== RECORDS SUPPLIED ==

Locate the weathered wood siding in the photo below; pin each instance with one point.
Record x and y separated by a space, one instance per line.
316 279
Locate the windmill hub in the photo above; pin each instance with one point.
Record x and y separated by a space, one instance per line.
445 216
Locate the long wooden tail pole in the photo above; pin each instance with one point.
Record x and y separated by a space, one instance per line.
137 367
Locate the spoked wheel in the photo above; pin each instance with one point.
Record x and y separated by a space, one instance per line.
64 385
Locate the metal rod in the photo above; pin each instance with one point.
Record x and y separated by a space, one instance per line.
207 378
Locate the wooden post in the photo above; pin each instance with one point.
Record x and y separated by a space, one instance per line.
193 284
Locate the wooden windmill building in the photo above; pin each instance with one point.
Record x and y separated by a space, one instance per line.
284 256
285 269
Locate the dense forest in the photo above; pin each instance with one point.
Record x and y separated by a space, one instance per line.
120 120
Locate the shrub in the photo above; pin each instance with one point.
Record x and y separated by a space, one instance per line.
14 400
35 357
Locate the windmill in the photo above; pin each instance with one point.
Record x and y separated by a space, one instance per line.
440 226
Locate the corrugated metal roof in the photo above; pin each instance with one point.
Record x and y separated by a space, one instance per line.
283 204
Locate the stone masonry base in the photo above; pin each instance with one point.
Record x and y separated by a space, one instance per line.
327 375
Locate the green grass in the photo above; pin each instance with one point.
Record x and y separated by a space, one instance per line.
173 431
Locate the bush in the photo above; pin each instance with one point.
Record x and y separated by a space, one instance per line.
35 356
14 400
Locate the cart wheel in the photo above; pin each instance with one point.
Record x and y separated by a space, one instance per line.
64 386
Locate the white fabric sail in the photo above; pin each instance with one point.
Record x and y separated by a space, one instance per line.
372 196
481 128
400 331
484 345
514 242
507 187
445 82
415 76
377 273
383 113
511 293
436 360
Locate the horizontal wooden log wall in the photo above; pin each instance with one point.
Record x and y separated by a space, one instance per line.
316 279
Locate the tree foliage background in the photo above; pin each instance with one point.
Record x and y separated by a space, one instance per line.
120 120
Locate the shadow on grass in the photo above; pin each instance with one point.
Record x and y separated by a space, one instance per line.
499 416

===

> [EXERCISE INSTRUCTIONS]: Wherever "windmill" appears in a line of the entries, copy that line.

> [ANSWER SECTION]:
Locate the windmill hub in the photo above; pin each instance with one point.
Locate the wooden windmill building in the photo above; pin each instance with one point.
Locate the windmill in the photo above; pin each instance with one point.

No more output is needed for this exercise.